**** ВЫБРАННЫЙ ОТРЫВОК ****
Что же касается самих испанцев и того, как они справляются со всеми этими иностранцами, забавно наблюдать, как на вопрос: “Вы говорите по-английски?” – вам почти всегда ответят: “Да, совсем немножко!” – или притворятся, что нет. А потом выяснится, что говорят, и преотлично. Насколько я понимаю, это такая реакция самозащиты, особенно у обслуживающего персонала и в социальных службах: при удобных для себя обстоятельствах они по-английски говорят, а при неудобных – делают вид, что совершенно ничего не понимают.
Справедливости ради надо сказать, что испанцам иностранные языки тоже даются непросто. И есть такая особенность: они ну никак не могут произнести два звука “ст” и “сп” слитно в начале слова, и у них вместо этого всегда получается “эст” и “эсп”. Так что даже неплохо говорящий по-английски испанец скажет “estudent” вместо “student” и “e-stop” вместо “stop”. Ну а в самом испанском все подобные слова так и начинаются с буквы “е”: например, estudiante или especial.
****
- _ЧТО СДЕЛАТЬ_
A – Перепишите кусок отрывка про испанцев от «Что же касается» до «ничего не понимают.», заменив «обслуживающего персонала» на «продавцов».
B – С какой буквы в самом испанском языке начинаются слова вроде тех, где в английском стоит «ст» или «сп», если верить отрывку про испанцев?
C – Выпишите из отрывка про испанцев все слова, написанные латиницей.
**** СОХРАНЁННЫЕ ЗАПИСИ ****
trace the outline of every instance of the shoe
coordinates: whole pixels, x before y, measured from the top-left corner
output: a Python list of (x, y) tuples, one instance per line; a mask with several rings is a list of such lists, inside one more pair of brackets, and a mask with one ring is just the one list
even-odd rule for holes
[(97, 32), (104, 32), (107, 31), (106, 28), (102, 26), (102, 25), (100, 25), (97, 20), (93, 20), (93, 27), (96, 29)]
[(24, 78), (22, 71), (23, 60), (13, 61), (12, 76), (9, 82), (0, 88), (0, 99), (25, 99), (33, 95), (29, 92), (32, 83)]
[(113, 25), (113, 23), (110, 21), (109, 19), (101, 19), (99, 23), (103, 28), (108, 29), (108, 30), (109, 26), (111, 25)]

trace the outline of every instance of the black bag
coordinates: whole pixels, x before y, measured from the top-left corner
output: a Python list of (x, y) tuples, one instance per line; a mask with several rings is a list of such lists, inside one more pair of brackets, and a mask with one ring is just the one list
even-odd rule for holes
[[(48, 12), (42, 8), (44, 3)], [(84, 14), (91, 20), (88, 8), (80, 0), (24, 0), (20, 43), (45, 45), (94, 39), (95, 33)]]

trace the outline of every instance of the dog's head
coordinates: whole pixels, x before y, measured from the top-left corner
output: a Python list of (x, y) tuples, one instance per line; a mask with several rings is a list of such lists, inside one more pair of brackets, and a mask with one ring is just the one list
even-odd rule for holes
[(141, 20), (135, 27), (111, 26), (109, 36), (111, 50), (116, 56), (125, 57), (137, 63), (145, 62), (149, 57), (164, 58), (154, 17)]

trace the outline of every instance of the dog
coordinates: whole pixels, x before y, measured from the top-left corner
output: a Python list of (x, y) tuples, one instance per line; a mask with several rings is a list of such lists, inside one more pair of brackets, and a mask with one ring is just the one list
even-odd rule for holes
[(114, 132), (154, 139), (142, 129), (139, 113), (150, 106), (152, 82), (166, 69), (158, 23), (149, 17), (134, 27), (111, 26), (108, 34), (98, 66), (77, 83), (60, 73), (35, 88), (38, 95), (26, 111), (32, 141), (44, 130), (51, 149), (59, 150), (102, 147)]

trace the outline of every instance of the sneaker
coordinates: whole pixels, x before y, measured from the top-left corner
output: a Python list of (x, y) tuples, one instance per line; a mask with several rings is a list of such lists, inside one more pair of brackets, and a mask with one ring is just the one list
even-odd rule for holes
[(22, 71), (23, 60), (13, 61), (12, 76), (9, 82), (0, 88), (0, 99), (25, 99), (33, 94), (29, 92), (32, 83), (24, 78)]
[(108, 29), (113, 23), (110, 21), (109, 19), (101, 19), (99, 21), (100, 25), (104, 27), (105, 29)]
****
- _ОТВЕТЫ НА ЗАДАНИЯ_
A –
Что же касается самих испанцев и того, как они справляются со всеми этими иностранцами, забавно наблюдать, как на вопрос: “Вы говорите по-английски?” – вам почти всегда ответят: “Да, совсем немножко!” – или притворятся, что нет. А потом выяснится, что говорят, и преотлично. Насколько я понимаю, это такая реакция самозащиты, особенно у продавцов и в социальных службах: при удобных для себя обстоятельствах они по-английски говорят, а при неудобных – делают вид, что совершенно ничего не понимают.

B – С буквы «е».

C – estudent, student, e-stop, stop, estudiante, especial